What you will do — Copy out the complete listing, word for word.
━━ Records for processing ━━
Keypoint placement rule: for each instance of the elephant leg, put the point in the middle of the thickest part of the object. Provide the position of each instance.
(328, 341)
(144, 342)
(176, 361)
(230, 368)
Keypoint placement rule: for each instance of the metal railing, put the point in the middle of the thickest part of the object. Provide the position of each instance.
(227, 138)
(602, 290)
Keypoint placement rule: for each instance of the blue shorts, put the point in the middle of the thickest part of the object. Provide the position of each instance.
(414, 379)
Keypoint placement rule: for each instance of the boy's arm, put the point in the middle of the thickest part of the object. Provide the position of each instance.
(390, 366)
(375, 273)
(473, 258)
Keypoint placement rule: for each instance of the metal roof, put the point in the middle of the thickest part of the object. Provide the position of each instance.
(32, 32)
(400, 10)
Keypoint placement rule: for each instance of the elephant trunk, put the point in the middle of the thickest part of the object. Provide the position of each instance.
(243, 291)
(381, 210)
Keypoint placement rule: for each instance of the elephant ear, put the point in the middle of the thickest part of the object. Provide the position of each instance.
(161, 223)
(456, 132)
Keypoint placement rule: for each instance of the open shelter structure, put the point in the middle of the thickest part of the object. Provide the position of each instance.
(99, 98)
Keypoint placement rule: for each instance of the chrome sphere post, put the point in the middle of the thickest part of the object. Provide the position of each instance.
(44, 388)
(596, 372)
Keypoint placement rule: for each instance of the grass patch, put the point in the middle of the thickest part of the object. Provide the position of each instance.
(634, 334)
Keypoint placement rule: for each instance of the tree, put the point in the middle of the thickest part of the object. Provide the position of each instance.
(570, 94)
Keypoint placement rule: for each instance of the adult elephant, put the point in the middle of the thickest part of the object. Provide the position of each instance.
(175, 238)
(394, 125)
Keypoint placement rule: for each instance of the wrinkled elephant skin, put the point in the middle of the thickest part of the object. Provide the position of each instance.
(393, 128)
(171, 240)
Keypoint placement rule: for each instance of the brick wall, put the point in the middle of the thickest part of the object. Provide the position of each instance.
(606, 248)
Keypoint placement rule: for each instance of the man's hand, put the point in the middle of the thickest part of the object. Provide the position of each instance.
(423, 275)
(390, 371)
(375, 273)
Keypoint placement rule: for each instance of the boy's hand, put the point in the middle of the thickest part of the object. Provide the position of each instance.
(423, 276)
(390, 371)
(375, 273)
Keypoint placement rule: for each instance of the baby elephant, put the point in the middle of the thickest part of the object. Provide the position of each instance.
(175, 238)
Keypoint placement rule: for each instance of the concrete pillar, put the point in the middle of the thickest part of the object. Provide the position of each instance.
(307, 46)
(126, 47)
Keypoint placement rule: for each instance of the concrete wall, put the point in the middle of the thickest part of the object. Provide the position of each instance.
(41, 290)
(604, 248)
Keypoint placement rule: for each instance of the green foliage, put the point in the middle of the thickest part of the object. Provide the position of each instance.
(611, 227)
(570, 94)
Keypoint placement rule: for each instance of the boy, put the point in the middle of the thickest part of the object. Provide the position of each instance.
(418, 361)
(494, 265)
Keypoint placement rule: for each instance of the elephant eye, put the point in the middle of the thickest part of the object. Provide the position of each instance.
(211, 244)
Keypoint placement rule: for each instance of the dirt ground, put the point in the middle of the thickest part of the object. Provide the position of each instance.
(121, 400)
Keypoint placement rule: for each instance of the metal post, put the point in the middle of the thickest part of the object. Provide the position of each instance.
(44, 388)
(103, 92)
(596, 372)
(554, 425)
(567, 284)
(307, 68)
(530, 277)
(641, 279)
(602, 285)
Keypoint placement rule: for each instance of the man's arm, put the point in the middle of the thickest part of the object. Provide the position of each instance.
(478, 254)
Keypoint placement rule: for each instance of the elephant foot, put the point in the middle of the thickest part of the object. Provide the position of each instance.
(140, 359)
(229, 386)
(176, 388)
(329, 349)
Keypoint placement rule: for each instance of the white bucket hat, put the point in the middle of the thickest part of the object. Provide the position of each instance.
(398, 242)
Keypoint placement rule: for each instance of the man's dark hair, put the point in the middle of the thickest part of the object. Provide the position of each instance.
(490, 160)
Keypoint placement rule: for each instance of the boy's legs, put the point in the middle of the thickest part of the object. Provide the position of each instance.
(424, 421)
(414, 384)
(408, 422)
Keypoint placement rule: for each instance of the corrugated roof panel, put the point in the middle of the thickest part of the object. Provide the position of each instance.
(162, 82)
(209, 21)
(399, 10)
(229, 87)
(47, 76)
━━━
Result of this exercise —
Keypoint placement rule: for each instance of the elephant leg, put the point in the middle of the thickest part of the object. Provide the position of each instance.
(328, 341)
(144, 342)
(176, 361)
(230, 368)
Keypoint placement rule: for each instance of the metal railing, put the point in the middle of the thickest part of the object. Provide the position of each instance.
(227, 138)
(602, 290)
Keypoint placement rule: for each instance of the blue shorts, put the point in the middle of the thickest part of the object. Provide the position of each instance.
(414, 379)
Keypoint placement rule: for each instance of the boy's arm, put the point in the middle of the thickest part of the object. Provide the position of each instance.
(390, 366)
(375, 273)
(473, 258)
Keypoint placement rule: for each instance of the metal roof, put the point in the middle of the thickest part of the object. Provide the position of each instance.
(32, 32)
(400, 10)
Keypoint placement rule: for each instance of the elephant trunk, put the point in the middle of the thickest part of the object. Provide the position of each instance.
(243, 291)
(381, 210)
Keypoint placement rule: for each instance of the elephant ear, put the point in the middle of the thickest part of the object. Provide the position of each instance.
(161, 223)
(456, 132)
Keypoint placement rule: for each instance of the open shelter structure, put the point in the middle of the thickest part of the object. Provide the position of each instance.
(99, 98)
Keypoint placement rule: for each instance of the chrome sphere post, put the point in the middle of the thickest part of the object. Provide the position of each instance.
(44, 388)
(596, 372)
Keypoint placement rule: for each instance of the grass patch, put the point in the middle of the thickest part of the object. Provide the position of each instance.
(634, 334)
Keypoint placement rule: for each instance of the tree, put the point in the middle of the thickest part of the object. Provide the position of each instance.
(570, 94)
Keypoint placement rule: for each instance of the adult elephant, put the point in the middle of the thickest part of the object. Provide the position of each instance.
(175, 238)
(394, 125)
Keypoint placement rule: for each instance of the wrinkled elephant skin, put the point in the middle of the thickest part of the object. Provide the position of each instance.
(393, 128)
(171, 240)
Keypoint placement rule: for each instance of the brick wall, put the point in the middle of the thickest part of the object. Provide the position of each instance.
(606, 248)
Keypoint placement rule: for each instance of the man's hand, put the point in the middle of the thickest part of the object. Provide the position of each instance.
(423, 275)
(390, 371)
(375, 273)
Keypoint placement rule: for each instance of the boy's hand, put the point in the middle of the thickest part of the object. Provide the position of each instance.
(423, 276)
(390, 371)
(375, 273)
Keypoint placement rule: for each instance of the baby elephant, put the point in the middle of the thickest part of the object. Provide the position of each instance.
(175, 238)
Keypoint placement rule: for each instance of the concrete pillar, put the point in the middle of the thickest part of the object. Provide the position of each instance.
(307, 46)
(126, 47)
Keypoint placement rule: for each instance of the concrete wall, put the point in the middle of the thickest part of the object. Provide the position of each instance.
(41, 290)
(604, 248)
Keypoint placement rule: for each instance of the green foliage, put the point in the middle of the thickest part of the object. Provide the position of each instance.
(611, 227)
(570, 94)
Keypoint placement rule: for each instance of the boy, put the point in the middle of the thickest part of the object. Provide the position of each instance.
(418, 361)
(494, 265)
Keypoint placement rule: for each instance of the elephant eye, put the point in the middle of the thickest part of the object. Provide the position of each instance.
(211, 244)
Keypoint placement rule: for each instance of the dirt ground, put the point in the middle of the thickest part of the object. Provide the position of each instance.
(121, 400)
Keypoint placement rule: for each instance of the metal post, put the point in the middle of the thickest part of the object. Provide the position of each instance.
(44, 388)
(103, 92)
(596, 372)
(554, 425)
(567, 284)
(307, 68)
(530, 277)
(641, 279)
(602, 285)
Keypoint placement rule: for each instance of the man's arm, put the point in the middle of the thickest part of the object. Provide the position of each instance.
(478, 254)
Keypoint placement rule: for each instance of the elephant foot, put the point in the middle of the thickest part of the object. Provide the position of each instance.
(140, 359)
(229, 386)
(176, 388)
(329, 349)
Keypoint placement rule: for each instance of the white bucket hat, put the point in the middle of the thickest part of the object. Provide the position of each instance.
(398, 242)
Keypoint placement rule: for each instance of the man's dark hair, put the point in the middle of the thickest part of the object. Provide the position of each instance.
(490, 160)
Keypoint placement rule: for each instance of the boy's legs, put the point in the middle of the thickest part of the object. Provide the position of each instance.
(424, 421)
(414, 384)
(408, 422)
Keypoint placement rule: for each instance of the corrugated roof panel, put the point in the middle of the thickest part of the object. Provide the position of each instance.
(162, 82)
(209, 21)
(399, 10)
(229, 87)
(47, 76)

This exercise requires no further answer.